In one of the first studies of its kind, the researchers simulated the effects of using the formula on a typical Marketplace enrollee population to see the cost consequences of enrolling those with mental health issues.

Would the formula recognize patients with mental health and substance abuse disorders and compensate plans effectively?

In many cases, the answer was no. Only twenty percent of the individuals with mental health diagnoses were appropriately recognized by the Marketplace model. The model undercompensated plans with these patients by 16 percent overall.

“Our assessment points to systematic underpayment to plans for people with mental health and substance use disorder diagnoses,” said Ellen Montz, lead author on the study and a student in the Harvard University PhD program in health care policy.  “This specifically undermines the value of competition in the Marketplaces by making it profitable for plans to distort benefits to avoid enrollees with these disorders.”  

With such a small percentage of enrollees flagged by the system, the researchers determined that incentives remain for insurers to avoid enrolling patients with mental health issues. Using service-level selection mechanisms, such as not covering certain medications or limiting mental health provider networks, plans could discourage patients with these conditions from enrolling.

The researchers also compared the Marketplace formula model to the Medicare Advantage and Medicare Part D models to determine if either was more effective at identifying patients with mental health issues. The Medicare Advantage model recognized roughly the same percentage as the Marketplace model, but Medicare Part D identified a much larger 56 percent.

### [What you will do]
1 - Answer these questions from the Marketplace study text:
(a) What share of individuals with mental health diagnoses did the Marketplace model recognize appropriately?
(b) Who was the lead author on the study?
(c) What percentage did the Medicare Part D model identify?
2 - Turn the paragraph of the Marketplace study text that begins "With such a small percentage" into a short list that keeps its main facts.
The rows have nothing to do with the Marketplace study text.

Stored entries:
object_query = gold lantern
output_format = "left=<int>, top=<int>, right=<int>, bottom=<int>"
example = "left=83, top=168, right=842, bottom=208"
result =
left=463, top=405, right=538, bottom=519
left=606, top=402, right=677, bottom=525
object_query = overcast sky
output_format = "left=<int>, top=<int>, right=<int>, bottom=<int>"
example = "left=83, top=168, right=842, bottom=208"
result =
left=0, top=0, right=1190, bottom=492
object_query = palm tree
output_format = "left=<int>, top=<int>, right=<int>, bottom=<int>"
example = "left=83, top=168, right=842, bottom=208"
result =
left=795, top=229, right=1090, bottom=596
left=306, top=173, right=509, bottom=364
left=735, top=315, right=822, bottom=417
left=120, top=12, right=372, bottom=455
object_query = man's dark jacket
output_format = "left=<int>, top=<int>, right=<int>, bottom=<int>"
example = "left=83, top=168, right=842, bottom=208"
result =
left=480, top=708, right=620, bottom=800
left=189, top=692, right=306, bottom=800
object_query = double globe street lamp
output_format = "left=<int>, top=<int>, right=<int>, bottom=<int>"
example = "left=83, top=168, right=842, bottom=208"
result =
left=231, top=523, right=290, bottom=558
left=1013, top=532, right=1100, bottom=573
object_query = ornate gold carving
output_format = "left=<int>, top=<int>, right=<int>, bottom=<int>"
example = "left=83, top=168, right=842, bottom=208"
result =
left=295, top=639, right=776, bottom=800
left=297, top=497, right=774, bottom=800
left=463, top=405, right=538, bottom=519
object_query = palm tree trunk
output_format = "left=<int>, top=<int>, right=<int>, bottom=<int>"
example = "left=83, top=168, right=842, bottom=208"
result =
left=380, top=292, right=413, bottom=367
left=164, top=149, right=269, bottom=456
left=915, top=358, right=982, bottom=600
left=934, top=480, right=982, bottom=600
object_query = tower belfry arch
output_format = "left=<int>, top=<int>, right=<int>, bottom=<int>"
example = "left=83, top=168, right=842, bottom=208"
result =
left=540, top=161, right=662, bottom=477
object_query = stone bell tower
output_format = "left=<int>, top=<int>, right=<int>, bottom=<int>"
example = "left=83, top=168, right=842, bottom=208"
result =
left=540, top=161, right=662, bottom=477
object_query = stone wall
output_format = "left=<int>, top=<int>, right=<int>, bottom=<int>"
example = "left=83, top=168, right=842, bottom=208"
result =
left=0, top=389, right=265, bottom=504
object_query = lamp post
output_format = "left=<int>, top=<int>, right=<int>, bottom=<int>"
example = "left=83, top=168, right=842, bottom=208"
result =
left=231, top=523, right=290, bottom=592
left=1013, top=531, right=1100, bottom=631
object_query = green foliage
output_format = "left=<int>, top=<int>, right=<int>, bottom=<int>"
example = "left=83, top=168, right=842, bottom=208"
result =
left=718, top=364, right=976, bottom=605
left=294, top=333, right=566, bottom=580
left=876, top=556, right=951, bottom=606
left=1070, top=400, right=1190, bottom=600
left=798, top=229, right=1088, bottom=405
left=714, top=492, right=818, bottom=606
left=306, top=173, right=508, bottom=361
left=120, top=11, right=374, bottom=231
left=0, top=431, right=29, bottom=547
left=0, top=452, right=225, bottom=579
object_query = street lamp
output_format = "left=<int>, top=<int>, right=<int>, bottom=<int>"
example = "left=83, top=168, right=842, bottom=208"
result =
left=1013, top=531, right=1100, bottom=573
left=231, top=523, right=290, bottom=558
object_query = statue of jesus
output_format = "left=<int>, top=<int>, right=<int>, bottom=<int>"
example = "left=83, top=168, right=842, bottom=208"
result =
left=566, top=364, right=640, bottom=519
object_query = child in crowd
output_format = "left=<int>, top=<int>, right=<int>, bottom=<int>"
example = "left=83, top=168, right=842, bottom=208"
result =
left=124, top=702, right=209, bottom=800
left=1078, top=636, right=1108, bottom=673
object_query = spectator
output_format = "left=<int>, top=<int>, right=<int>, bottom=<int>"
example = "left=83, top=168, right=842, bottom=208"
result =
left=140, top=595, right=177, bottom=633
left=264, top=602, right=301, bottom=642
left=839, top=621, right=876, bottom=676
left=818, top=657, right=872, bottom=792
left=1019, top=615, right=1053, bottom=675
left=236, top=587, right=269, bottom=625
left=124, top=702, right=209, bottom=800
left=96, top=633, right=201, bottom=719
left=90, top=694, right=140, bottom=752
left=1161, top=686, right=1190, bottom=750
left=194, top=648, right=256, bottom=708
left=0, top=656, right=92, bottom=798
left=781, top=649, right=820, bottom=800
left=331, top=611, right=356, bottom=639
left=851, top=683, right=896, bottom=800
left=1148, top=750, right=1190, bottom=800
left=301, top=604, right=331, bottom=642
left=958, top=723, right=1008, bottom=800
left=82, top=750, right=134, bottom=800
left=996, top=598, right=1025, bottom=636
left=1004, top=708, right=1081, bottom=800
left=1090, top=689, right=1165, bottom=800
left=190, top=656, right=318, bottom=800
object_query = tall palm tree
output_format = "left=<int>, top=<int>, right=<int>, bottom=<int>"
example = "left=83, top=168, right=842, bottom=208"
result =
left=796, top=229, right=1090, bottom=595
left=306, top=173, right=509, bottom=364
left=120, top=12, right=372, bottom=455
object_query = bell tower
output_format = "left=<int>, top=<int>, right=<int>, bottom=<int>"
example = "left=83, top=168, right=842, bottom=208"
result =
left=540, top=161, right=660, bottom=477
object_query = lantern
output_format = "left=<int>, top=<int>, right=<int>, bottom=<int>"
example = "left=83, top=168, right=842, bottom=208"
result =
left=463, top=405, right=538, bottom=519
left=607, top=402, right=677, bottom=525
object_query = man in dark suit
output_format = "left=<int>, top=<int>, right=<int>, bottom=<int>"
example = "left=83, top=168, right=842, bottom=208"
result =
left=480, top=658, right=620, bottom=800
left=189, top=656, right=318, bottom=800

### [Expected responses]
1 -
(a) Twenty percent.
(b) Ellen Montz.
(c) 56 percent.

2 -
- The system flags only a small share of enrollees.
- So the researchers found that insurers still have reasons to avoid enrolling patients with mental health issues.
- Plans could discourage these patients by using service-level selection, such as not covering certain medications or limiting mental health provider networks.